Please extend the passage about losing years to depression and then the pandemic, picking up right after its final sentence.

PASSAGE TO READ ::
++++++++++
As I sat around depressed, basically waiting to fade into obscurity, I forgot about kids because I knew I wasn’t having any. Then, I woke up from my depressive slumber after my mother’s passing in late 2018 energized and ready to live life. I started traveling. Started dating. Started losing weight. Then the pandemic hit and I, a hardcore extrovert, was stuck in the house quite suddenly, learning how to live in solitude with the glaring silence-of-self. The first few months were rough as evidenced by my own writing for this site. But then, I reached a point of peace with it and it got markedly easier. And then, I suddenly had so much spare time I started focusing on self-improvement and self-acceptance. And then, while rewatching old reality shows to decompress from work, I realized that I was going to lose a year or more of my rapidly disappearing youth to a pandemic after already losing my 20s and 30s to mental illness.
When I was 22, my father told me to take advantage of it, as I would only be 22 once. My “take advantage” was to get married a year later, quickly lose my mind, get divorced, then fall into a severe depression that lasted, again, until my mid-30s, so there is this feeling that I somehow screwed up my chances of having a family or a healthy, loving relationship by simply being too unstable to have one. I told myself after I emerged from this fog I’d never lose another year, let alone several years, to anything, but coronavirus gave me no choice. The world had stopped even though the eggs in my ovaries continued to age like a Trader Joe’s banana. Twenty years later, my father’s words still ring in my head; only now the urgency has gone from a slightly annoying alarm to a sound barrier-breaking sonic boom—“You’ll only be 42 once!”
At the top of 2020, any and everything seemed possible. I was dating someone who I thought was a nice guy. I was in good shape. My career was blossoming. Then the great interruption of everything happened, the guy went poof and now I’m forced to the sidelines, along with everyone else.
++++++++++
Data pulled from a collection
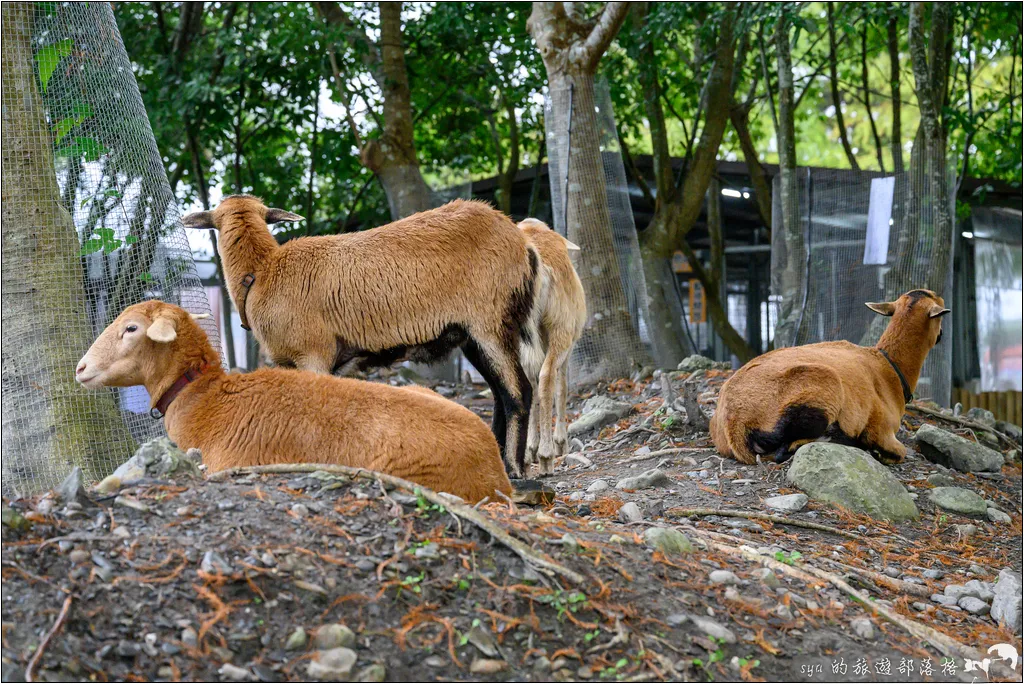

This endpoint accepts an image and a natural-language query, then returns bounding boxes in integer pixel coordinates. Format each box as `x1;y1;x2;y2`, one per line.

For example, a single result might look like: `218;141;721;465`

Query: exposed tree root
208;463;586;585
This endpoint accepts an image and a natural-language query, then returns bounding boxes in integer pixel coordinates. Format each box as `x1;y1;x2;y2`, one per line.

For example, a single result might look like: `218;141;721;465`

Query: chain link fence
544;80;651;385
2;2;219;494
770;160;955;405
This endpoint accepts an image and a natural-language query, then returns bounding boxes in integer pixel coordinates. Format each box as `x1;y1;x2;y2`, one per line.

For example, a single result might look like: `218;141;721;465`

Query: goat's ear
145;316;178;342
864;302;896;315
181;211;217;228
264;207;305;224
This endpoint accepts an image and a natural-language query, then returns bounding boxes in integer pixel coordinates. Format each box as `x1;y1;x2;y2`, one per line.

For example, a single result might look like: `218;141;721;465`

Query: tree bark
526;2;645;381
827;2;860;171
0;3;134;485
775;13;807;348
886;13;903;173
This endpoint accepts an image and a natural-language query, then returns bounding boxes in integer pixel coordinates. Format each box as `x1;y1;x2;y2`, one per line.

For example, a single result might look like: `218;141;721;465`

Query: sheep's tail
519;243;551;384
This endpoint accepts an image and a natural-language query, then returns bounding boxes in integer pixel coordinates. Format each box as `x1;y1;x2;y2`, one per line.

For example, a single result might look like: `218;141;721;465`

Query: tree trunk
775;14;807;348
886;13;903;173
827;2;870;171
0;3;134;485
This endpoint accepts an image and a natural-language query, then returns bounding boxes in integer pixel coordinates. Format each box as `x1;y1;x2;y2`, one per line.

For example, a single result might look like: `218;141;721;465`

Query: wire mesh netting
544;81;650;385
771;160;955;405
2;3;219;494
971;207;1024;392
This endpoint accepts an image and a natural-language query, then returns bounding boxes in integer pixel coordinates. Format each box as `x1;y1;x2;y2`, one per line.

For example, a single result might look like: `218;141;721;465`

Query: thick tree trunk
0;3;134;489
775;15;807;348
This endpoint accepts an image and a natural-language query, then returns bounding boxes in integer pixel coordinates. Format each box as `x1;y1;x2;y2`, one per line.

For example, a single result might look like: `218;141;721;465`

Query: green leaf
36;38;75;92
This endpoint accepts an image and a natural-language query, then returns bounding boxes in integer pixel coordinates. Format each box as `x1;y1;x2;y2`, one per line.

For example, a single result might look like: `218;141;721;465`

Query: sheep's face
75;301;205;389
866;290;949;349
181;195;304;229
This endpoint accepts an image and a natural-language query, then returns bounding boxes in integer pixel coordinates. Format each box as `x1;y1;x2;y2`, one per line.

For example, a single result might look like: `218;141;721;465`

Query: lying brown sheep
519;218;587;475
183;195;540;476
711;290;949;463
75;301;512;502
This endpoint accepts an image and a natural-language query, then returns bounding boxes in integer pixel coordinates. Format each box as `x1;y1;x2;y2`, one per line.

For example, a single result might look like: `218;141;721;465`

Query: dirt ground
2;371;1024;682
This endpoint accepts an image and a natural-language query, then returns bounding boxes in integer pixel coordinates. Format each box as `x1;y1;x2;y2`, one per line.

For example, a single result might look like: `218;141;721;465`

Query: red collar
150;364;207;420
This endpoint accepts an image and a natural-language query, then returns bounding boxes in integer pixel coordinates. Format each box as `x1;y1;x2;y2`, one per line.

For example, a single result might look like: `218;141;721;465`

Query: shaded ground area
2;372;1024;681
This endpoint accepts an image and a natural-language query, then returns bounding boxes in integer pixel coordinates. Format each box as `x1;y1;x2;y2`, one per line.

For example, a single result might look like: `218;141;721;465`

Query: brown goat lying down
711;290;949;463
76;301;512;503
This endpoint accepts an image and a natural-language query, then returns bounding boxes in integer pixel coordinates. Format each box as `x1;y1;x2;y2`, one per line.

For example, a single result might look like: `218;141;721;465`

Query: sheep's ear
145;316;178;342
864;302;896;315
264;207;305;224
181;211;217;228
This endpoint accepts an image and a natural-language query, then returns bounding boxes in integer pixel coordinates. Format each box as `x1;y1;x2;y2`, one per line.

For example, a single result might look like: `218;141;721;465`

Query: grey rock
690;615;736;644
765;494;807;513
956;596;989;615
306;648;356;682
643;527;693;556
313;624;355;651
928;486;988;515
615;468;676;489
985;508;1014;523
355;662;387;682
57;466;88;504
285;627;306;651
708;570;739;585
928;473;956;486
785;442;919;521
992;569;1024;634
964;407;995;427
754;567;782;589
916;423;1004;473
200;551;234;574
618;501;643;522
850;617;874;640
217;662;254;682
569;394;633;437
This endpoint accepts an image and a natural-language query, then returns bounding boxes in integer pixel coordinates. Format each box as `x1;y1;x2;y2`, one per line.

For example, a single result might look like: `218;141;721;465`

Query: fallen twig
25;594;72;682
208;463;585;585
665;508;867;542
906;403;1021;448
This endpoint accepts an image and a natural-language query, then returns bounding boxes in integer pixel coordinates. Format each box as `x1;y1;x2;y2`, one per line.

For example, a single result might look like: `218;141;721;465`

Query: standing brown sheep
711;290;949;463
183;195;540;477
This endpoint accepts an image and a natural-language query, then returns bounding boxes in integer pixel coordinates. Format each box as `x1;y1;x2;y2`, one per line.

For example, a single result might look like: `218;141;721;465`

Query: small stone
765;494;807;513
708;570;739;585
355;662;387;682
217;662;252;682
306;648;356;682
199;551;234;574
285;627;306;651
181;627;199;648
313;624;355;650
615;468;676;489
928;486;988;515
985;508;1014;523
754;567;782;589
850;617;874;640
956;596;989;615
618;501;643;522
469;657;508;675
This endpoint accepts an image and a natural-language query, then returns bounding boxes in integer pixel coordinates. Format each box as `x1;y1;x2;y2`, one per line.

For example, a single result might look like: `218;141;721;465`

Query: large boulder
916;423;1004;473
928;486;988;515
569;394;633;437
785;442;920;522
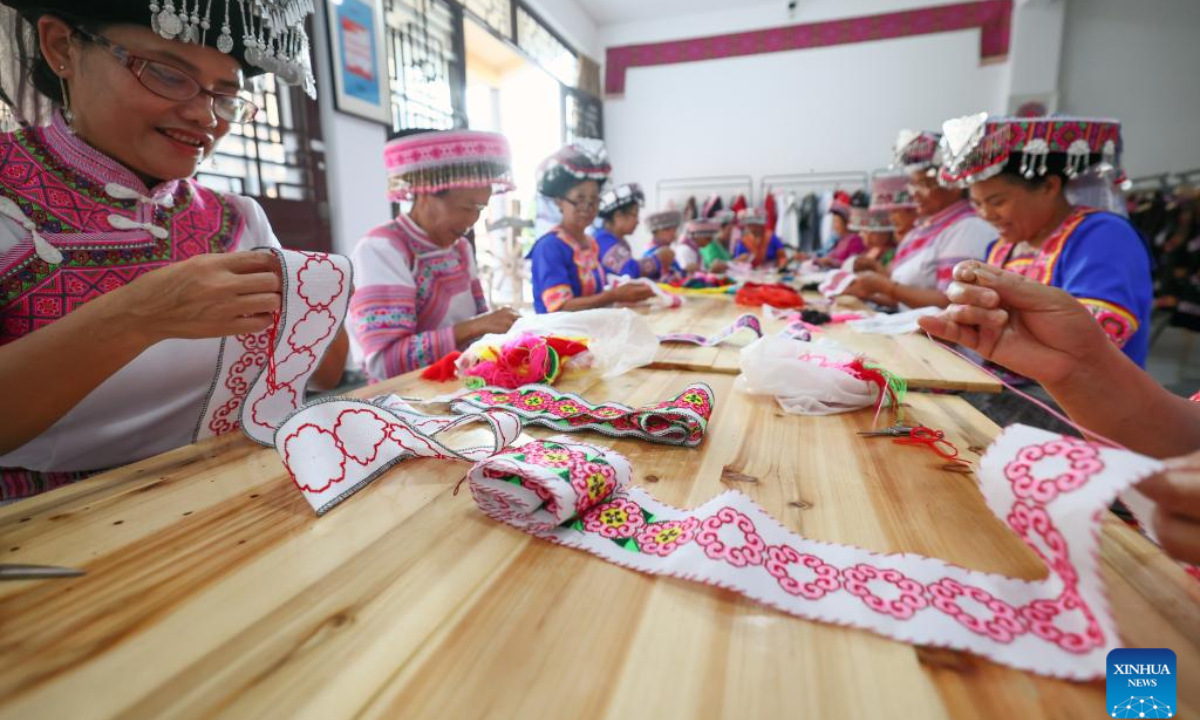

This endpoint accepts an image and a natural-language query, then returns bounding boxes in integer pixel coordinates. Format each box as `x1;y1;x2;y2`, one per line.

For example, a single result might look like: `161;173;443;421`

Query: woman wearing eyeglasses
529;140;654;313
0;0;346;502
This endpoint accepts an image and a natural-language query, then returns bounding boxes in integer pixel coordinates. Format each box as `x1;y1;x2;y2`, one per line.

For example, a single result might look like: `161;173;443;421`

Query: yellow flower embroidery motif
588;473;608;500
654;526;683;545
600;508;629;528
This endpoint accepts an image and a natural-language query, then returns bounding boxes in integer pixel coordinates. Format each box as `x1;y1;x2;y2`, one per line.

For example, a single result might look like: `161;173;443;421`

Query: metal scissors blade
858;425;913;438
0;565;85;580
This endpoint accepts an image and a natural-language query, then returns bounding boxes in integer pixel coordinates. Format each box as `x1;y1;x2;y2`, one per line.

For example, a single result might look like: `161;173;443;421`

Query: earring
59;71;74;126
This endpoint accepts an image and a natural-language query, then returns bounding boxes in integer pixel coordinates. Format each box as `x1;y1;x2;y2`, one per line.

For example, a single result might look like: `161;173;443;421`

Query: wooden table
641;295;1003;392
0;370;1200;720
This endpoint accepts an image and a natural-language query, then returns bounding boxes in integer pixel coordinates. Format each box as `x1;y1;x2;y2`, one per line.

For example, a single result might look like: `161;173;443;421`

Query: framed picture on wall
325;0;391;126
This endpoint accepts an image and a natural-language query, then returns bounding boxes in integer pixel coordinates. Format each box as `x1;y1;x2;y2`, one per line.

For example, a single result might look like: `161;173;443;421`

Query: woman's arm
920;260;1200;457
0;252;281;454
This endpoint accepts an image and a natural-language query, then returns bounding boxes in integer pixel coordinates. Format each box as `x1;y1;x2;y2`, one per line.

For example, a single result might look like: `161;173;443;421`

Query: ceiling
576;0;786;25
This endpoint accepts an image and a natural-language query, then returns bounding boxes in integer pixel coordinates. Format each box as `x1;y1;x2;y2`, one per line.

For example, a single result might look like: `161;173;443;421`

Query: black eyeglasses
74;28;258;122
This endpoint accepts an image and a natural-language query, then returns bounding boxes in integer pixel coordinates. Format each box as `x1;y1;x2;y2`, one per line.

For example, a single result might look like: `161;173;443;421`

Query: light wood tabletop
640;295;1003;392
0;362;1200;720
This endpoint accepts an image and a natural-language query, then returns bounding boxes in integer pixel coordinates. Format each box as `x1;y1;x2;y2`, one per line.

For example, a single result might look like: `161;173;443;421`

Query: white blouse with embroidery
0;119;280;472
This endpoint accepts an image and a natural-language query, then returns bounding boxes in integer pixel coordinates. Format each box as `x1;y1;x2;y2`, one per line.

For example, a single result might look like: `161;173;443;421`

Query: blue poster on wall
337;0;382;106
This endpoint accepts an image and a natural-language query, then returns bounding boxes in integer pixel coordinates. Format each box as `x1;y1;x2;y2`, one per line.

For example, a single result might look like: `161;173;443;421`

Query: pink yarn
466;335;553;390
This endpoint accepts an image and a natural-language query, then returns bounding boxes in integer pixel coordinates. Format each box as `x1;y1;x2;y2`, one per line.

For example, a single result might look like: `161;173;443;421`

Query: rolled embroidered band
231;237;1162;679
468;426;1160;680
450;383;715;448
659;313;762;348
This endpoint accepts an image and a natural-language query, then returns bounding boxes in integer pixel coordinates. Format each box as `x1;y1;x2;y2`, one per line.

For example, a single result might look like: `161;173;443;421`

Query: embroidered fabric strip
468;426;1159;680
242;244;1162;680
450;383;715;448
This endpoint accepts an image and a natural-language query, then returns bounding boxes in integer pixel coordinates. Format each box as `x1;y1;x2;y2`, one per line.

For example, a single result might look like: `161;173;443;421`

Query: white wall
601;0;1009;247
526;0;604;62
1060;0;1200;176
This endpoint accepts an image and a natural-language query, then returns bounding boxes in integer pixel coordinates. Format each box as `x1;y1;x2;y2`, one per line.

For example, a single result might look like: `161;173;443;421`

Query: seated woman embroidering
920;262;1200;563
347;130;518;382
529;140;654;313
0;0;347;502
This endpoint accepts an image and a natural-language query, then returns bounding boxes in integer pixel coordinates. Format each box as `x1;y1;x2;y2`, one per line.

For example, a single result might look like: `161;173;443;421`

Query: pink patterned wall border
605;0;1013;95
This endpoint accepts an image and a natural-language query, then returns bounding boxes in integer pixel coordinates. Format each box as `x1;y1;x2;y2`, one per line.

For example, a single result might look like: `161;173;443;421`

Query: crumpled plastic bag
460;307;659;378
846;307;942;335
734;336;878;415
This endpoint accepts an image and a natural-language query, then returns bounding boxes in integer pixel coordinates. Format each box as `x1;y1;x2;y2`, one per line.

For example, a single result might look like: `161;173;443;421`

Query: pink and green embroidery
451;383;713;448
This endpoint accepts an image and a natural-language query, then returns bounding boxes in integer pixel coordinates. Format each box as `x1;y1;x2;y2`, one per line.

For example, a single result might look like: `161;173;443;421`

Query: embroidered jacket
347;214;487;382
988;208;1153;366
0;116;278;500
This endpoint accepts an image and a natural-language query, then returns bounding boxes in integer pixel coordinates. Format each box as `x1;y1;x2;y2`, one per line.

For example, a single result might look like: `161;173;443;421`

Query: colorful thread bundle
450;383;715;448
460;334;588;389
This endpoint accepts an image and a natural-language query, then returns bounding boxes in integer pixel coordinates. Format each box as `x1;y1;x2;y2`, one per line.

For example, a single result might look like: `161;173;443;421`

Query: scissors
0;565;84;580
858;425;968;466
858;425;929;438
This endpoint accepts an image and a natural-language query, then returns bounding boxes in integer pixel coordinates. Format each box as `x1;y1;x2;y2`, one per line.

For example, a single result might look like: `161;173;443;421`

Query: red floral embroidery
841;564;929;620
1008;503;1079;586
1018;588;1104;654
1004;437;1104;503
928;577;1025;643
696;508;767;568
763;545;841;600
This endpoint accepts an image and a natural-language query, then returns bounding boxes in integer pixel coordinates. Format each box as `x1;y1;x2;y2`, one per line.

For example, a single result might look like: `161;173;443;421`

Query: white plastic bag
463;307;659;378
846;307;942;335
734;336;878;415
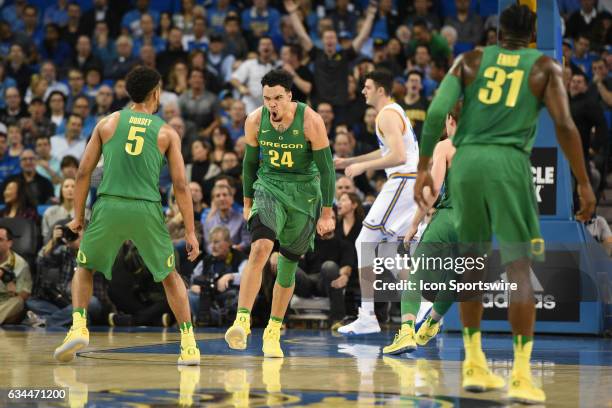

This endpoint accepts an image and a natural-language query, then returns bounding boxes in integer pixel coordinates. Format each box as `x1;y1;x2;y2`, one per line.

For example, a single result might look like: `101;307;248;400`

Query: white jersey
376;102;419;177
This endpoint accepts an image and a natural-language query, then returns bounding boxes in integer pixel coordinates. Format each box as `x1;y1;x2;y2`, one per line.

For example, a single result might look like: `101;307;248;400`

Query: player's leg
338;178;412;335
262;209;316;357
415;208;458;346
490;150;546;403
449;146;504;392
225;214;280;350
133;200;200;365
53;198;122;362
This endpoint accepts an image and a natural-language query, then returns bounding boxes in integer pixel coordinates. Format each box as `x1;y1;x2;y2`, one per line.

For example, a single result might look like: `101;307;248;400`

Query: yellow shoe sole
262;349;285;358
508;380;546;404
53;338;89;363
225;326;247;350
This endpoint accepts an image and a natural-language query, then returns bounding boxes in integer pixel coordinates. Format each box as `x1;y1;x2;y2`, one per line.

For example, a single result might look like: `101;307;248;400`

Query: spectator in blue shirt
39;24;72;67
132;13;166;56
242;0;280;48
183;16;209;52
572;34;595;80
121;0;159;37
0;64;17;109
2;0;28;31
0;127;21;185
206;0;234;34
43;0;68;27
++++++++++
YOUR RESPONSE ::
Again, I have my self-improvement projects and I can, of course, focus on my job, physical fitness, writing and various side projects. But I was already doing that. What was new was all the dating and the possibility of meeting someone and maybe, just maybe, wanting to have a kid with them. (I’m also open to just being a couple without kids, but this post is about me realizing I “might” want a child if the right person or situation came along. Not the various compromises I would consider absent motherhood.) All the things I wanted to do that could have increased my chances of meeting someone—taking in-person screenwriting classes, swiping through Hinge to go on dates and networking my ass off at events—went to hell along with the rest of society.
Now me and my dwindling, diminishing count of possibly (at this point) vodka-infused eggs, are facing the harsh, ugly reality of my weak-ass fertility that is really about my weak-ass mortality. I survived Bipolar Disorder and severe anxiety. I survived being broke. I survived a divorce. And my reward for my survival is I’m 42 and I have a great career—which is more than some can say, but damn if it doesn’t feel shitty to be faced with the reality that you really, truly can’t have it all.